-- Start GIVEN PASSAGE --

Ancient Celts Drank Local Beer and Imported Wine from the Mediterranean, Archaeologists Find

Direct evidence for what people ate and drank in ancient times has traditionally been hard to come by. But now, new technology is enabling scientists to cast light on the consumption habits of people who lived in the distant past.

With the help of advanced techniques, an international team has turned their attention to the Celts—a widespread group of ancient peoples who first emerged in central Europe around 3,000 years ago—providing fascinating new insights into the beverages that they drank.

For a study published in the journal PLOS ONE, researchers from the Ludwig-Maximilians-Universitaet (LMU) in Munich and the University of Tübingen, both in Germany, investigated nearly 100 objects recovered from a fortified "princely" settlement at Mont Lassois in Burgundy, France, which was built during the Early Celtic Period. Among the objects excavated by archaeologists were pottery and drinking vessels which had been imported from Greece around 500 B.C.

"Our study focuses on the Early Celtic Period, dating from the 6th to the beginning of the 5th century B.C.," Cynthianne Spiteri, an author of the paper from Tübingen, told Newsweek. "At this time, the the Celts were present in the area between the Czech Republic to Eastern France, and from Southern Germany to Northern Switzerland.

"The term 'Celts' is probably not how these people identified themselves," she said. "This term was coined by the Classical writers. However, they shared similar cultural and funerary practices, and at this time, they also begin to establish what we term 'princely' sites, which were also fortified."

-- End GIVEN PASSAGE --

*GIVEN TASK 1*
In the article about ancient Celtic drinking habits, which journal published the study?
*GIVEN TASK 2*
Name every country that appears in the article about ancient Celtic drinking habits.
*GIVEN TASK 3*
Pick up the article about ancient Celtic drinking habits after its final sentence and carry it forward.

-- Start INFORMATION GIVEN --

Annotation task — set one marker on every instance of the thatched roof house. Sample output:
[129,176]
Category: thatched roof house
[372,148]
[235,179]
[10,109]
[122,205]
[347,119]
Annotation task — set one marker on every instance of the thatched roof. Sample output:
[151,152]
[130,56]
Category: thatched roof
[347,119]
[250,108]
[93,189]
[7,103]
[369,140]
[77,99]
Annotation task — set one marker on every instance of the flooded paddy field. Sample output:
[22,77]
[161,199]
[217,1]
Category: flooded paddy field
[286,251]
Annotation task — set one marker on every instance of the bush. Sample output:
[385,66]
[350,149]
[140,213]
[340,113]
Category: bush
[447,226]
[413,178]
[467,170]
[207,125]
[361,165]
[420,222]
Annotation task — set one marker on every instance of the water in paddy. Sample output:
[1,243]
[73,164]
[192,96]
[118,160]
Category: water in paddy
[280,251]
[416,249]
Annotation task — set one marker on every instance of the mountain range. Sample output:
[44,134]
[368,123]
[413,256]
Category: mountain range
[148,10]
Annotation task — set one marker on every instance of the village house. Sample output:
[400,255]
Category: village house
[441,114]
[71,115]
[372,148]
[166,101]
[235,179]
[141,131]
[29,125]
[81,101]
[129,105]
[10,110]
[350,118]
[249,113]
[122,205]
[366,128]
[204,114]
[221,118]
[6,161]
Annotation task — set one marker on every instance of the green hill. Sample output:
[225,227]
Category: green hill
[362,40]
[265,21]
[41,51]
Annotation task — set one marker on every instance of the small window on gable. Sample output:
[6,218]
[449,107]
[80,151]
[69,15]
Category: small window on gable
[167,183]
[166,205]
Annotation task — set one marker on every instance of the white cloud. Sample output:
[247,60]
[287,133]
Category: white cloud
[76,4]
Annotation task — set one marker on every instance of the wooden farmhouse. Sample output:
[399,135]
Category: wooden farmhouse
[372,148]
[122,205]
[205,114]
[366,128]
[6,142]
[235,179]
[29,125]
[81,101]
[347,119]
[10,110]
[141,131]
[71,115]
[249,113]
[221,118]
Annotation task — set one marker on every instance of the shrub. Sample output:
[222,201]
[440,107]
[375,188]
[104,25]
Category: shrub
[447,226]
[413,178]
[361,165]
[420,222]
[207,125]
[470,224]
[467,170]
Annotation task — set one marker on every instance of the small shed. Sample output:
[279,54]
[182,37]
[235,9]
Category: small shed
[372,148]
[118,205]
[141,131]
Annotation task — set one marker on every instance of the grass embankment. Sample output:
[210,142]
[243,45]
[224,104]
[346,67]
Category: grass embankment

-- End INFORMATION GIVEN --

*REPLY 1*
PLOS ONE

*REPLY 2*
Germany, France, Greece, the Czech Republic, Switzerland

*REPLY 3*
In this period, large numbers of drinking vessels from Greece and Italy were imported into the more northerly regions of Europe where the Celts were present. As a result, many experts have argued that the Celts began to imitate their Mediterranean neighbors by drinking wine from these areas during rituals and festive occasions, however, there has been a lack of direct evidence for this. It has also long been assumed that drinking wine at these occasions was restricted to the Celtic elite.

To test some of these assumptions, the researchers analyzed the residues found in vessels excavated from the Mont Lassois site, which yielded the chemical signatures of various foods and beverages.

"This methodology provides direct evidence based on the analysis of lipids—[a diverse group of organic compounds]—that become absorbed in the ceramic during their use life," Spiteri said. "The main instruments used are Gas Chromatography and Mass Spectrometry. We applied this technique to a selection of Mediterranean imports and local vessels, targeting mainly drinking vessels and serving/storage vessels associated with drinking practices."

The analysis revealed the signatures of various products, including wine, beer, olive oil, milk, beeswax, and millet—a type of cereal crop. According to the researchers the findings indicate that wine from the Mediterranean was being consumed, alongside other locally produced beer beverages, during festive and ritual occasions.

"Our analyses confirm that they indeed consumed imported wines, but they also drank local beer from the Greek drinking bowls," Philipp Stockhammer, lead author of the study from LMU, said in a statement. "In other words, the Celts did not simply adopt foreign traditions in their original form. Instead, they used the imported vessels and products in their own ways and for their own purposes."

"Moreover, the consumption of imported wine was apparently not confined to the upper echelons of society. Craftsmen too had access to wine, and the evidence suggests that they possibly used it for cooking, while the elites quaffed it in the course of their drinking parties."

Spiteri said that the new research finally provides some answers to a question which has long puzzled researchers in this field.

"We are delighted to have definitively solved the old problem of whether or not the early Celts north of the Alps adopted Mediterranean drinking customs," she said in the statement. "They did indeed, but they did so in a creative fashion!"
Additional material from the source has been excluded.